Page extract:
▼▼▼

Sorority recruitment invites women home

Washburn freshman Sawyer McClendon joins the recruitment meeting along with other potential sorority members. They learned about housing tours, meet-ups, and sorority options.

Washburn University’s three most prominent sororities on campus began their recruitment week teaching potential new sisters about their philanthropy, sisterhood and opportunities to help their community.
Kristen Vanderbeck, a senior in forensic investigation and anthropology, is the current president of Zeta Tau Alpha. With its philanthropy focused on breast cancer education and awareness, Zeta Tau Alpha – along with other sororities – participates in recruiting new faces into the sisterhood, welcoming others to join them in student activities, volunteering and making long-lasting friendships.
“It brought me out of my shell,” said Vanderbeck. “I came in as a freshman not knowing anybody, and now I have this great group of people to support me.”
The recruitment process began on Sept. 6, with Gamma Chi members guiding Washburn sororities with recruitment and helping with service projects such as Move Crew, Welcome Week events and volunteering on campus. They also organize programs ranging from alcohol awareness to fun social events like pumpkin painting.
“My role is just to give my service to the people,” said Cora Soremsen, president of Gamma Chi and a senior in political science. “Not only in a sorority life here, but also on campus.”
Academically, sororities often motivate each other with peer support, driving their members to study and hold each other accountable. This atmosphere creates friendly competition for the highest GPA and leads to taking academic or leadership honors and awards seriously.
“I moved into the house, and I feel like almost instantly my grades improved,” said Soremsen. “I was surrounded by other people who were academically motivated.”

▲▲▲

Assigned task 1:
List every person named in the sorority recruitment article.
Assigned task 2:
Rewrite the passage of the sorority recruitment article from "Washburn freshman Sawyer" up to and including "and sorority options.", changing "housing tours" to "campus tours".
Assigned task 3:
Write the next few sentences of the sorority recruitment article, picking up after its final sentence.

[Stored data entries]
▼▼▼

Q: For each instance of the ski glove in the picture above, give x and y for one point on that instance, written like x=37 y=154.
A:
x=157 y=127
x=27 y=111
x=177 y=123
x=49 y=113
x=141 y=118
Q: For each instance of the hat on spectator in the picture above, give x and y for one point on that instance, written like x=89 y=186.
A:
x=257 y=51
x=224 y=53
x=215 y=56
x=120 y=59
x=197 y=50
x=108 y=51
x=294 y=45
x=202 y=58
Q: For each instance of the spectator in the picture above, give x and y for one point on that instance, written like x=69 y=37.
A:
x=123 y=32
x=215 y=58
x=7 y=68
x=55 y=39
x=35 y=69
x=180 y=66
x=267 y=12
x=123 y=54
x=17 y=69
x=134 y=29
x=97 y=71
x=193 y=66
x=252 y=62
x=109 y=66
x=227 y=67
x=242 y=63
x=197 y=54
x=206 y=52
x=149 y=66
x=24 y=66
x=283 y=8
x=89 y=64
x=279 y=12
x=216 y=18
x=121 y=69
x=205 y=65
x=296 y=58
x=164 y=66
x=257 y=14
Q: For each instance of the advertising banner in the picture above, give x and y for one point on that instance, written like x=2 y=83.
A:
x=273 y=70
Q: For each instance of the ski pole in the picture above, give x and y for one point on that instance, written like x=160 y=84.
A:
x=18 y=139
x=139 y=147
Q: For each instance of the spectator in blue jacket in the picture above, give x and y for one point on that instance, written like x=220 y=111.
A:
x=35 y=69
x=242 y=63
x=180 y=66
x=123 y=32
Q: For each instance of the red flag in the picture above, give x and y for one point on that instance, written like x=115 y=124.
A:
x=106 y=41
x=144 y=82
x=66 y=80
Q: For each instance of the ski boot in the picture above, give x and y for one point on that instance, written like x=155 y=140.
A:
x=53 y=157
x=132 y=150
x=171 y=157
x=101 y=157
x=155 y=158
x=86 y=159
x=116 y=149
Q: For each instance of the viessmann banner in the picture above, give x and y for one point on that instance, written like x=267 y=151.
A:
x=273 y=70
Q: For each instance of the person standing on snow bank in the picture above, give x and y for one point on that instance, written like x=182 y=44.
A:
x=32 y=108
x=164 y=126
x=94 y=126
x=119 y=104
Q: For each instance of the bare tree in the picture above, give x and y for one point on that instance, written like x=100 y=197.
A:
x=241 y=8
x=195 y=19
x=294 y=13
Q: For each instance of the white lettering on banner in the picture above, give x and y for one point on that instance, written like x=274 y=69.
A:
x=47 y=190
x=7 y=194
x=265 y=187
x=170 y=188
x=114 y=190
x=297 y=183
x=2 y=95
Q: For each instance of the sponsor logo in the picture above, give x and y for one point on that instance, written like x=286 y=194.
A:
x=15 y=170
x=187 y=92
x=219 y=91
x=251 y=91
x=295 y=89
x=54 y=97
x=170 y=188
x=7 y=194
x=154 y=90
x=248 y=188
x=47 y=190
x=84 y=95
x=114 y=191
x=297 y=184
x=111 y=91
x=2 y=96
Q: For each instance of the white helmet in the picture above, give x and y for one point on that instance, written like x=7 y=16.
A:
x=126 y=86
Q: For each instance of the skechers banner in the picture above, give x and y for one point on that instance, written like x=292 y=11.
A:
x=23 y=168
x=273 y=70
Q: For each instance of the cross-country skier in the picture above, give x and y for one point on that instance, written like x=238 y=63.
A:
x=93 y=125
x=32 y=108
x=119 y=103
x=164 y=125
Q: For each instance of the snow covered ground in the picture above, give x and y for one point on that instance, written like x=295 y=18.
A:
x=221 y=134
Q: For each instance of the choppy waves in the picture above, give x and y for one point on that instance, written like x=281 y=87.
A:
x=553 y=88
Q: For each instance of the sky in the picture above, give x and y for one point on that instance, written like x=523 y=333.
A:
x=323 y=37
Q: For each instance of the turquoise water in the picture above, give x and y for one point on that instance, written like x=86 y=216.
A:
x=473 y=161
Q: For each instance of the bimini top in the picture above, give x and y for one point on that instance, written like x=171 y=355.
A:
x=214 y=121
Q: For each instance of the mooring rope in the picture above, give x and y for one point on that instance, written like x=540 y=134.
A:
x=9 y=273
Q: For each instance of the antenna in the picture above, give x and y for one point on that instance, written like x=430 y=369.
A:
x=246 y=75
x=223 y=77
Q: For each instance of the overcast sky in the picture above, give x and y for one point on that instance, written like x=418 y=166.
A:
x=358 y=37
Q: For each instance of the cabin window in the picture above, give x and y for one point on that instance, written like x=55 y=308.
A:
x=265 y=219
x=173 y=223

▲▲▲

Expected answer 1:
Sawyer McClendon
Kristen Vanderbeck
Cora Soremsen

Expected answer 2:
Washburn freshman Sawyer McClendon joins the recruitment meeting along with other potential sorority members. They learned about campus tours, meet-ups, and sorority options.

Expected answer 3:
Homecoming week is also a part of the many activities that sororities participate in, such as Yell Like Hell, which was won by Delta Gamma last year with a dance routine choreographed by the seniors. Delta Gamma’s goal is to create a community that fosters sisterhood. Their philanthropy is Service for Sight, an organization that supports the blind and visually-impaired community, and they have two philanthropy weeks each semester with opportunities to volunteer.
“We just have a lot of ways to give back,” said Katie Hampton, a senior in mass media and member of Delta Gamma. “That’s a big part, for me, of why I joined a sorority.”
The Alpha Phi Foundation participates in volunteering at the Harvesters food bank, Nancy Perry Day of Caring, Princess For a Day and more. Alpha Phi strives to support those in need, helping the community through philanthropy and working to raise awareness and funds for women’s heart health.
“I joined Alpha Phi because that’s where I felt most at home,” said Katherine Cook, president of Alpha Phi and senior in sociology.
The sororities on campus allow many students to join sisterhoods and make lifelong friends, in addition to being able to participate in volunteering with charities and giving back to the community.